Data excerpts
________

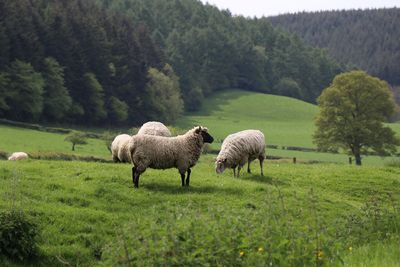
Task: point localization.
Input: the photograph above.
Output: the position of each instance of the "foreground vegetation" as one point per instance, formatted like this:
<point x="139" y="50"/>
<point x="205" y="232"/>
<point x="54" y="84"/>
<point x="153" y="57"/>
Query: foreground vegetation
<point x="89" y="214"/>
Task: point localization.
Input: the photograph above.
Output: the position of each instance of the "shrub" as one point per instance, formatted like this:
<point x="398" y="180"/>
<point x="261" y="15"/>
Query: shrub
<point x="3" y="155"/>
<point x="17" y="235"/>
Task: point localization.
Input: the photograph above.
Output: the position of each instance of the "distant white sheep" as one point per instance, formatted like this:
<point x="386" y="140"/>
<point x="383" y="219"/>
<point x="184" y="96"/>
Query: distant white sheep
<point x="18" y="156"/>
<point x="120" y="149"/>
<point x="239" y="148"/>
<point x="154" y="128"/>
<point x="158" y="152"/>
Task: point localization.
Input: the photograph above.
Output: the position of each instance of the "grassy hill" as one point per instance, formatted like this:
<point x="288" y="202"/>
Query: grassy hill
<point x="297" y="215"/>
<point x="27" y="140"/>
<point x="88" y="214"/>
<point x="285" y="122"/>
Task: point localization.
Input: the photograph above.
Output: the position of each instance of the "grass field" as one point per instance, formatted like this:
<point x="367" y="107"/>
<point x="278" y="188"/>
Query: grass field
<point x="297" y="215"/>
<point x="285" y="122"/>
<point x="88" y="213"/>
<point x="20" y="139"/>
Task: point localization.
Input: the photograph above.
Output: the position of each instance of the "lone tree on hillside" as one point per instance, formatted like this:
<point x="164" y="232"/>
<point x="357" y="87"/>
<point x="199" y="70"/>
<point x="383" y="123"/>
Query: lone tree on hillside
<point x="352" y="111"/>
<point x="76" y="138"/>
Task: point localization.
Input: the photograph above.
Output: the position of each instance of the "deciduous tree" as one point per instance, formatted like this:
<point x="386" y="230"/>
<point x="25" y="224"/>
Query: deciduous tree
<point x="352" y="112"/>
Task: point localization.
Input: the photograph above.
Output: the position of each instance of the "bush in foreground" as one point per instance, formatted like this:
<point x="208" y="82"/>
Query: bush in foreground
<point x="17" y="235"/>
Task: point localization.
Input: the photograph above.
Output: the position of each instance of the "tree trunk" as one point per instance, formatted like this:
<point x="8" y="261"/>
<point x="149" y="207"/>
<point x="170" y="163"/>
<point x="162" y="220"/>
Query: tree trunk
<point x="358" y="159"/>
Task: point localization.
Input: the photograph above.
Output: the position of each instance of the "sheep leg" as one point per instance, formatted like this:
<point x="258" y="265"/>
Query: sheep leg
<point x="188" y="177"/>
<point x="183" y="179"/>
<point x="137" y="180"/>
<point x="261" y="158"/>
<point x="133" y="175"/>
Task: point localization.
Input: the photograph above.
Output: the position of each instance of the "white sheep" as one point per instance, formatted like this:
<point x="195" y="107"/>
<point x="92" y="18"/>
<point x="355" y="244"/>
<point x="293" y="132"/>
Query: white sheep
<point x="120" y="149"/>
<point x="18" y="156"/>
<point x="239" y="148"/>
<point x="154" y="128"/>
<point x="159" y="152"/>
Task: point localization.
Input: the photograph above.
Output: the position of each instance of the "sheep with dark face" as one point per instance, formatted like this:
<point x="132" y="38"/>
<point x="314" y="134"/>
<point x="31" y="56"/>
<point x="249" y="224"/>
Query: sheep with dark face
<point x="158" y="152"/>
<point x="18" y="156"/>
<point x="239" y="148"/>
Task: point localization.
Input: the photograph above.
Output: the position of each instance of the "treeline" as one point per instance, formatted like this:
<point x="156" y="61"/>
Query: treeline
<point x="367" y="39"/>
<point x="127" y="61"/>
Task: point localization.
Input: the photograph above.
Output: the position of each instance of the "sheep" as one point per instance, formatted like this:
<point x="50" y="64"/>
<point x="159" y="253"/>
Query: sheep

________

§ What is required
Print the records above exactly as they stand, but leave out the pictures.

§ Task response
Task: point localization.
Input: the photograph above.
Output: the position of each instance of the "foreground vegetation" as one point per instance, formatted like this:
<point x="139" y="50"/>
<point x="205" y="232"/>
<point x="54" y="84"/>
<point x="153" y="57"/>
Query: foreground vegetation
<point x="89" y="214"/>
Task: point localization.
Input: the photograph above.
Output: the position of each instance of the "shrub" as one point per instance, formatted like this:
<point x="398" y="180"/>
<point x="261" y="15"/>
Query: shrub
<point x="3" y="155"/>
<point x="17" y="235"/>
Task: point localization.
Input: the photograph above.
Output: the position of each instance of the "distant white sheep" as one point per instance, formatted like this:
<point x="386" y="140"/>
<point x="383" y="219"/>
<point x="184" y="96"/>
Query: distant white sheep
<point x="18" y="156"/>
<point x="120" y="149"/>
<point x="239" y="148"/>
<point x="154" y="128"/>
<point x="158" y="152"/>
Task: point localization.
Input: the photograph above.
Output: the position of each instance of the "grassy hill" as one point per instance, formatted like this:
<point x="288" y="202"/>
Query: grassy hill
<point x="297" y="215"/>
<point x="27" y="140"/>
<point x="88" y="214"/>
<point x="285" y="122"/>
Task: point localization.
Input: the photograph above.
Output: the position of each instance of the "grass field" as one point per instance, formatted like this:
<point x="367" y="107"/>
<point x="278" y="188"/>
Query: grass field
<point x="297" y="215"/>
<point x="285" y="122"/>
<point x="88" y="213"/>
<point x="20" y="139"/>
Task: point localization.
Input: the photograph above.
Output: the position of each instance of the "lone tree on hillside" as one point per instance, formatted like this:
<point x="164" y="232"/>
<point x="357" y="87"/>
<point x="199" y="70"/>
<point x="383" y="123"/>
Query: lone tree on hillside
<point x="352" y="111"/>
<point x="76" y="138"/>
Task: point localization.
Input: the photograph above.
Output: the position of each instance of the "deciduous tree" as one point per instance, formatted like this:
<point x="386" y="230"/>
<point x="25" y="224"/>
Query: deciduous tree
<point x="352" y="112"/>
Task: point localization.
Input: the photograph above.
Output: the position of each instance of the "bush in foreground" as one point per instance, formatted like this:
<point x="208" y="82"/>
Query: bush in foreground
<point x="17" y="235"/>
Task: point localization.
Input: the photograph above.
Output: the position of each instance of the "tree trunk" as one point per instance, formatted like this:
<point x="8" y="261"/>
<point x="149" y="207"/>
<point x="170" y="163"/>
<point x="162" y="220"/>
Query: tree trunk
<point x="358" y="159"/>
Task: point localization.
Input: the photograph above.
Output: the position of each instance of the "sheep leg" as one point per instance, formatted like this:
<point x="258" y="265"/>
Query: sheep leg
<point x="188" y="177"/>
<point x="183" y="179"/>
<point x="137" y="180"/>
<point x="261" y="158"/>
<point x="133" y="175"/>
Task: point localization.
Input: the photograph above.
Output: the position of each instance of the "white sheep" as one point per instance, formatted like this:
<point x="195" y="107"/>
<point x="92" y="18"/>
<point x="355" y="244"/>
<point x="293" y="132"/>
Query: white sheep
<point x="120" y="149"/>
<point x="18" y="156"/>
<point x="239" y="148"/>
<point x="154" y="128"/>
<point x="159" y="152"/>
Task: point localization.
Input: the photograph above.
Output: the position of each instance of the "sheep with dark face" as one point per instance, formatted like this:
<point x="132" y="38"/>
<point x="314" y="134"/>
<point x="31" y="56"/>
<point x="249" y="224"/>
Query: sheep with dark face
<point x="158" y="152"/>
<point x="18" y="156"/>
<point x="239" y="148"/>
Task: point localization.
Input: the photograph above.
Output: the position of each instance of the "treeline" as one point per instance, formatted like this:
<point x="156" y="61"/>
Query: treeline
<point x="367" y="39"/>
<point x="127" y="61"/>
Task: point localization.
Input: the photograph above.
Output: the position of each instance of the "sheep" as one point per instance, formatted like this:
<point x="50" y="64"/>
<point x="159" y="253"/>
Query: sheep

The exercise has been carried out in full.